DOCUMENT SECTION >>

Advanced dbt Project Configuration: A Comprehensive Step-by-Step Guide

Vivasoft Team

Published on

09.01.2025

Time to Read

4 min

Project Overview

Best practices and advanced setups for creating and managing a strong DBT project are covered in this project. Tests, documentation, seed, package, incremental models, macros, and model configurations are all covered in detail. You may design an effective and scalable DBT project that guarantees data integrity and quality by using this type of approach.

Prior to delving into this advanced guide, we advise anyone who are unfamiliar with DBT to begin with the beginner guide in order to have a basic grasp.

You can find the beginner guide here.

Technology Used

Python, dbt, SQL

Toplevel Workflow

dbt Environment

In this step, we’ll walk you through the process of setting up your DBT project, including how to connect to data sources and set up the environment. This setup ensures that you have a solid foundation on which to build and effectively maintain your data models.

				
					├──dbt_project
 |	└──analyses: save SQL for reporting purpose
 |      └──checks.yml
 |  └──dbt_packages: all dbt libraries
 |  └──logs
 |       └──dbt.log: dbt logs when each dbt runs models
 |  └──macros
 |       └──date_operation.sql(example): fn to use across dbt project
 |	└──models: Core logic to build the data warehouse
 |       └──source.yml: Top level database configuration to use
 |       └──schema.yml: Top level documentation
 |  └──seeds: To export file as table
 |  └──snapshots: For SCD(slowly changing dimensions)
 |  └──target: All complied SQL files dbt executes
 |  └──tests: Custom test SQL to ensure data quality
 |        └──source.yml: Top level schem
          └──generic
                └──equal_row_count.sql: custom test functionality

dbt_project.yml

This file serves as your DBT project’s primary configuration file. It outlines the settings that DBT employs to execute your project. Here is a basic explanation of the main elements and configurations. The model’s structure, variables, seeds, and other elements can be defined.

				
					vars:  # to use the variable across the dbt project 
    my_variable: 'value'

models:  # core components of dbt 
     dbt_poject_name:
         materialized: view  # top level configuration
         src:  # sub folder name in models dir
            +schema: src   # db schema name → _src
            +materialized: table  # table type
            + tags: [‘src’, ‘table’, ‘incremental’]  # optional → good for dbt doc 
         dim:  # sub folder name in models dir
            +schema: dim   # db schema name → dbt_dim
            +materialized: view  # view type
            + tags: [‘dim’, ‘view’]  # optional → good for dbt doc 
         fact:  # sub folder name in models dir
            +schema: fact   # db schema name → dbt_fact
            +materialized: table  # table type
            + tags: [‘fact’, ‘table’, ‘incremental’]  # optional → good for dbt doc

packages.yml

Dependencies on other DBT packages are managed via the file in a DBT project. With the use of this file, you can quickly install and manage external DBT packages that offer more features, models, macros, and more.
[doc]

Configuration

				
					packages:
  - package: dbt-labs/dbt_utils
    version: 1.3.0

Install

				
					//To install, run: 
dbt deps

macros

Reusable SQL snippets and functions that can streamline and improve your data transformation processes are kept in this folder within a DBT project. DBT macros can be used to encapsulate complex logic, eliminate repetition, and improve maintainability. They are created in Jinja, a Python templating language.

DATASET CONTENT >>
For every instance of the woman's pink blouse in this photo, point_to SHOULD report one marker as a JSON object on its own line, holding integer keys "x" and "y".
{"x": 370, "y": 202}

EXERCISES >>
(A) What templating language does the dbt configuration guide say macros are created in?
(B) Substitute "data accuracy" for "data integrity" in the dbt configuration guide and write out the passage that begins at the words "Published on" and stops after "type of approach.".
(C) Pick up the dbt configuration guide after its last sentence and continue it.

TASK-BY-TASK RESULTS >>
(A) Jinja, a Python templating language.

(B)
Published on

09.01.2025

Time to Read

4 min

Project Overview

Best practices and advanced setups for creating and managing a strong DBT project are covered in this project. Tests, documentation, seed, package, incremental models, macros, and model configurations are all covered in detail. You may design an effective and scalable DBT project that guarantees data accuracy and quality by using this type of approach.

(C)
Key Components

Purpose of Macros: It makes your code more modular and maintainable by enabling you to write reusable SQL segments that can be called from several models.

Creating Macros

Macros are defined in .sql files within the macros directory.
A macro is defined using the Jinja macro keyword.

Example

Create a SQL file named str_ops.sql under macros dir.

				
					-- trim and lower a col val
{% macro lower_and_trim(col) %}  – name of macro
    LOWER(TRIM({{col}}))  – sql operation
{% endmacro %}

seeds

The purpose of this folder in a DBT project is to hold CSV files that may be loaded as tables into your data warehouse. For static data—like lookup tables, reference data, or configuration settings—that doesn’t change frequently, seeds are helpful. These datasets may be readily managed and version controlled alongside your other DBT models by putting CSV files in the seeds folder and specifying them in your DBT project.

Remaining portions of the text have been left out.